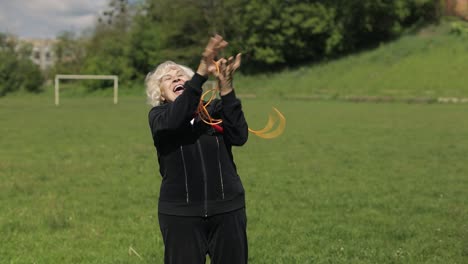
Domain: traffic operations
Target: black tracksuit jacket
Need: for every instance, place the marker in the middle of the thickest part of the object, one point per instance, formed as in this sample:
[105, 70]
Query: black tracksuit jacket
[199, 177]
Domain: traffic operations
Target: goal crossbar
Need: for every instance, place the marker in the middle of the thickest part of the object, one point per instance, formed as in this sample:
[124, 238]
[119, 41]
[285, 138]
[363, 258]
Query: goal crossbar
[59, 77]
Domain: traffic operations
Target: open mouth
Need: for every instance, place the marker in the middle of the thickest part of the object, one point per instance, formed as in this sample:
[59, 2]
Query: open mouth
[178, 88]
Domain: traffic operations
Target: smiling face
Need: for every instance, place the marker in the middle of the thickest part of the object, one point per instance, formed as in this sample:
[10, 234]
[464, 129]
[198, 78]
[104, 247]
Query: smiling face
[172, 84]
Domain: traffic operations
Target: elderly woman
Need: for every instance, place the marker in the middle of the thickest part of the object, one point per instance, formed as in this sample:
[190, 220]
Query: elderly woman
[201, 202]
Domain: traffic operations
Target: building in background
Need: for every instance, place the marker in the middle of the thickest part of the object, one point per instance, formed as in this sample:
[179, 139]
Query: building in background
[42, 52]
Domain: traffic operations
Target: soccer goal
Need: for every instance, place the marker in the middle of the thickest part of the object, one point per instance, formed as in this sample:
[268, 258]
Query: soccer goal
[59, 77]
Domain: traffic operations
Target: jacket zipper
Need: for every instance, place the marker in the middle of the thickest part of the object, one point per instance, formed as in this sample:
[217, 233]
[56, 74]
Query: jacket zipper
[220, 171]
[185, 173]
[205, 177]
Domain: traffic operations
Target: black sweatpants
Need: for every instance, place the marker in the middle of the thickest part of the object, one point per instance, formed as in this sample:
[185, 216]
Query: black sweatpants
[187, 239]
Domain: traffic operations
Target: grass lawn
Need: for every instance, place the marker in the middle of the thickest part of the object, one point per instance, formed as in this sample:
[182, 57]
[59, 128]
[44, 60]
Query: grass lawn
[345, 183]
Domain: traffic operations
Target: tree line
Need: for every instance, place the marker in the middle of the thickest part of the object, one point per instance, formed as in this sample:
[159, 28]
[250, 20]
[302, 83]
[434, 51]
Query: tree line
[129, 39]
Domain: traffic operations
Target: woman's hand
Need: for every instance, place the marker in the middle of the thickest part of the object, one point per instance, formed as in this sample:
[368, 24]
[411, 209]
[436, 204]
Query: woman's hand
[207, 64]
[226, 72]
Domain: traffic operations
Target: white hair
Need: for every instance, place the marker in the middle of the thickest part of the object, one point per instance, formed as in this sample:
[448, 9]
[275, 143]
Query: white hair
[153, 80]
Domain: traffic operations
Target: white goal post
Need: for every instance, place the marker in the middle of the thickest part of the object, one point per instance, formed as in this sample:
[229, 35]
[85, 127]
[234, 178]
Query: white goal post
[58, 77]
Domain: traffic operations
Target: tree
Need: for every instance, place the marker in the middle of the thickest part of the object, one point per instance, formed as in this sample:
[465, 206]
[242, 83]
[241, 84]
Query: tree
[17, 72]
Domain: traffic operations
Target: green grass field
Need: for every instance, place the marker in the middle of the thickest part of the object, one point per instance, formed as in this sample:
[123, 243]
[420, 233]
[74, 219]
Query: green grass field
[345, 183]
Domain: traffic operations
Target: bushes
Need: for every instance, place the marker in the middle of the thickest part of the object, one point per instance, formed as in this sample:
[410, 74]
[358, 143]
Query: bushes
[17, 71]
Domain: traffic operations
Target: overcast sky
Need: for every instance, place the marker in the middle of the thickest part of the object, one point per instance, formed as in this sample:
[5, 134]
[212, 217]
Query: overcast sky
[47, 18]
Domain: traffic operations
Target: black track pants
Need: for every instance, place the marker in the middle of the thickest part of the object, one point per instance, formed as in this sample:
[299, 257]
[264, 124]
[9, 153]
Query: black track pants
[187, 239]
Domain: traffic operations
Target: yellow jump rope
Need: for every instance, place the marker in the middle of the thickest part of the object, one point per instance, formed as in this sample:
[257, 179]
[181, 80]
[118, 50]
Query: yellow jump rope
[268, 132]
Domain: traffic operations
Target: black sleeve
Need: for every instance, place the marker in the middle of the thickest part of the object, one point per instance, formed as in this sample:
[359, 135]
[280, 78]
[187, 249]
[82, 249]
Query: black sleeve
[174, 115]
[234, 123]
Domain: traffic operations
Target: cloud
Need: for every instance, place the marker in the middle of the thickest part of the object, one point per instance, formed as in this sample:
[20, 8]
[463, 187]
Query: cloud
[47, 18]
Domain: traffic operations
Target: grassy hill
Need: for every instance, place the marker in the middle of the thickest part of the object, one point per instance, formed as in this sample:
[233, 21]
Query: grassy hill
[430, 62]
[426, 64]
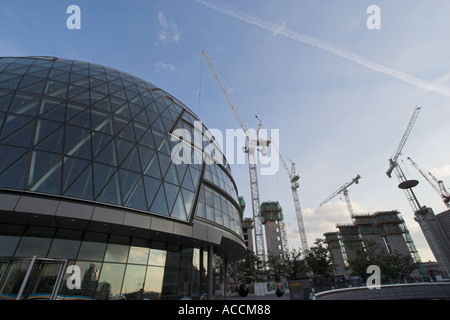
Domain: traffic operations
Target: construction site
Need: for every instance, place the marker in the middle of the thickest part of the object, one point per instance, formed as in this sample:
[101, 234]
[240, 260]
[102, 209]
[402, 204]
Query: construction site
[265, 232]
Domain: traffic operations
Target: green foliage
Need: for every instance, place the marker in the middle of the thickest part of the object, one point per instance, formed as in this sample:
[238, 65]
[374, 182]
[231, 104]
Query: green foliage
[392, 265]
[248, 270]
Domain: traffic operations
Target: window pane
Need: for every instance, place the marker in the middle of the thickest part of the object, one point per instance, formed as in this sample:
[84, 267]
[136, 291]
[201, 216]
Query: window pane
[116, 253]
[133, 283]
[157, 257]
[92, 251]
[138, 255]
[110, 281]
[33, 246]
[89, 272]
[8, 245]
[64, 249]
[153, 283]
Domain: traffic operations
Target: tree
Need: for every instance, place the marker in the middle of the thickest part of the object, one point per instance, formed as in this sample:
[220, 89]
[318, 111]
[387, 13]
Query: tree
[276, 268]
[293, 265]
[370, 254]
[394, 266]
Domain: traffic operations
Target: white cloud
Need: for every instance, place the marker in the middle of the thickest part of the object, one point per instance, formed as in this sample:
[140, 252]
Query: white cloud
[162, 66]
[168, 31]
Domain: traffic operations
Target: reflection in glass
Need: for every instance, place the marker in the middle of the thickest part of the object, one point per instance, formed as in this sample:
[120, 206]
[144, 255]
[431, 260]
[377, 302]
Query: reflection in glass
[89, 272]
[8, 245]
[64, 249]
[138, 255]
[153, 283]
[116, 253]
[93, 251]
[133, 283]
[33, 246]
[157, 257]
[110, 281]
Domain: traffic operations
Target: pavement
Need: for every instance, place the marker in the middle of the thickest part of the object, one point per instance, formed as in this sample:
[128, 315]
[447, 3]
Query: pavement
==========
## Problem to solve
Pictures excluded, quote all the data above exactly.

## Result for this exercise
Domain: traffic operations
Target: black tracksuit jacket
Need: for every instance, place the marker in the middle of the thickest part of the object, one point per instance, formed as in this sample:
[105, 70]
Query: black tracksuit jacket
[199, 177]
Domain: traffic operations
Target: goal crossbar
Need: for every instance, place the marker in the middle of the thickest part of the object, one point per instance, formed as in this sample:
[124, 238]
[119, 41]
[285, 138]
[363, 258]
Query: goal crossbar
[59, 77]
Domain: traffic operations
Target: open mouth
Need: for every instance, place the marker in the middle of the thickest part of the object, one point per instance, formed as in this sample:
[59, 2]
Query: open mouth
[178, 88]
Domain: traffic operations
Target: smiling face
Need: for every instance, place the marker in the middle of the thickest part of the object, one point per instance, formed as in this sample:
[10, 234]
[464, 129]
[198, 78]
[104, 247]
Query: smiling face
[172, 84]
Domain: traffic operations
Target: elderly woman
Need: for every instance, place the marker in the middle of the thickest part of the object, one point per instance, formed as in this sample:
[190, 220]
Query: elderly woman
[201, 202]
Domain: traffic operations
Target: building in background
Need: for every instance, place the marker in the middle of the thickest part of the object, one point per instance, formed as in this sample:
[179, 139]
Query: building in background
[42, 52]
Domain: traffic operations
Target: soccer goal
Need: for every instance, place the marker in the middle of the thickest part of the object, one point per instance, formed as in this sample:
[268, 258]
Query: soccer goal
[59, 77]
Domain: traffic operations
Target: jacket zipper
Need: for every instance, place the marker in the middle of the thickest part of the object, one point per instance, formed as in this sample:
[217, 233]
[56, 74]
Query: jacket zipper
[220, 171]
[185, 173]
[205, 177]
Domain: traffic operations
Target: black sweatpants
Need: for every instance, place the marker in the middle of the thickest part of the object, one point per instance, formed as in this sample:
[185, 216]
Query: black sweatpants
[187, 239]
Domain: traffic operations
Target: grass lawn
Need: for every instance, place the marker in the middle of the thickest part of the object, one point per instance, formed as in this sample:
[182, 57]
[59, 128]
[44, 60]
Query: grass lawn
[345, 183]
Domain: traffic operations
Target: tree line
Need: for every instance, place the marker in the middle of the thickest part of the object, one point per instance, formed as in this sample:
[159, 28]
[250, 20]
[302, 83]
[434, 51]
Query: tree line
[129, 39]
Domain: traffic operations
Target: woman's hand
Need: for every instance, place the marker in the middle of the thickest part of the object, one point per instance, formed as in this sample:
[368, 24]
[411, 209]
[436, 204]
Query: woman's hand
[207, 64]
[226, 72]
Domain: traffic operations
Target: white hair
Need: for every instance, place the marker in the middle of the thickest part of the object, one point per instance, formed as in this sample:
[448, 9]
[275, 143]
Query: white hair
[153, 80]
Domain: traffic operations
Target: white goal post
Need: for every instance, place the marker in the middle of the thickest part of the object, one point per instance, formed as in this sample:
[229, 35]
[85, 127]
[234, 178]
Query: white goal post
[58, 77]
Domain: traffic operations
Target: tree
Need: for every instance, place the marker in the middle of the thickest part of the object, one point per instance, formed as in this sample:
[465, 206]
[242, 83]
[241, 84]
Query: tree
[17, 72]
Domain: traffic operations
Target: green grass field
Need: for every instance, place the marker in the middle of the thickest part of the object, one point per instance, formed as in this sample:
[123, 243]
[420, 233]
[74, 219]
Query: green grass field
[345, 183]
Domain: traffic operations
Target: bushes
Need: for every instance, place the marker in the middle of the thickest part of the object, one point per instance, formed as in this sample:
[410, 74]
[358, 143]
Query: bushes
[17, 71]
Domain: traffic operations
Target: overcast sky
Need: for every instance, place the marker in the middle of the thickest part of the object, one point per instance, formed as in this sample:
[5, 134]
[212, 217]
Query: overcast sky
[47, 18]
Domain: traffic operations
Target: black track pants
Need: for every instance, place the marker in the middle of the thickest part of the object, one point per instance, formed as in this sample:
[299, 257]
[264, 124]
[9, 153]
Query: black track pants
[187, 239]
Domain: traffic operations
Target: yellow jump rope
Need: for every instance, place the marker in the middle of the thickest part of the object, one point per instance, formed as in this sample:
[257, 179]
[181, 80]
[118, 50]
Query: yellow jump rope
[268, 132]
Domain: traffic operations
Target: black sleeve
Need: for every instance, place the marker in the middle of the thickest part of the object, one point per instance, formed as in this sample:
[359, 135]
[280, 78]
[187, 249]
[82, 249]
Query: black sleeve
[174, 115]
[234, 123]
Domain: traffic operations
Target: cloud
Need: for every instance, place the marker in the middle of the thickest part of the object, one point per instance, formed as in this sample:
[20, 8]
[463, 187]
Query: cloud
[47, 18]
Domain: traffic operations
Target: grassy hill
Need: for every instance, place the marker in the middle of the thickest part of the object, one point per instance, formed as in this sample:
[233, 21]
Query: grassy hill
[430, 62]
[426, 64]
Domain: traffic operations
Target: construction site
Need: for every instance, place the marker in the middle of the thickest part of the object, one point per instance, formed as in this sample:
[101, 234]
[240, 260]
[102, 209]
[402, 204]
Query: construction site
[265, 232]
Domain: traffic operations
Target: green foliage
Need: for every instance, place the marker in the middle of the thickest part of the object, one point per instance, formed as in this sample:
[238, 65]
[374, 182]
[231, 104]
Query: green foliage
[392, 265]
[248, 270]
Domain: traffic operations
Target: window pane
Need: for every instance, place the marker in the middle of the thickest part of the object, one point per instance, formed as in this sample:
[84, 267]
[136, 291]
[201, 216]
Query: window pane
[116, 253]
[133, 283]
[157, 257]
[92, 251]
[138, 255]
[110, 281]
[33, 246]
[89, 272]
[8, 245]
[64, 249]
[153, 283]
Domain: traffic operations
Target: tree
Need: for every instance, place the marker in the middle of the thickest part of the object, one point per instance, formed as in this sample:
[220, 89]
[318, 111]
[387, 13]
Query: tree
[276, 268]
[293, 265]
[370, 254]
[394, 266]
Domain: traffic operations
Target: white cloud
Need: for every instance, place the marker in the middle of the thickest part of the object, one point per instance, formed as in this sample:
[140, 252]
Query: white cloud
[162, 66]
[168, 31]
Domain: traffic operations
Target: reflection in glass
Need: for every instance, place the marker in the middle of the thickest part of the object, one point per instance, formed as in this sample:
[120, 206]
[144, 255]
[431, 260]
[377, 302]
Query: reflection in glass
[89, 272]
[8, 245]
[64, 249]
[138, 255]
[153, 283]
[116, 253]
[93, 251]
[133, 283]
[33, 246]
[157, 257]
[110, 281]
Domain: traffic operations
Target: pavement
Need: for every instance, place the marker in the middle of the thickest part of the object, one point per instance, formed as in this sample:
[128, 315]
[447, 3]
Query: pavement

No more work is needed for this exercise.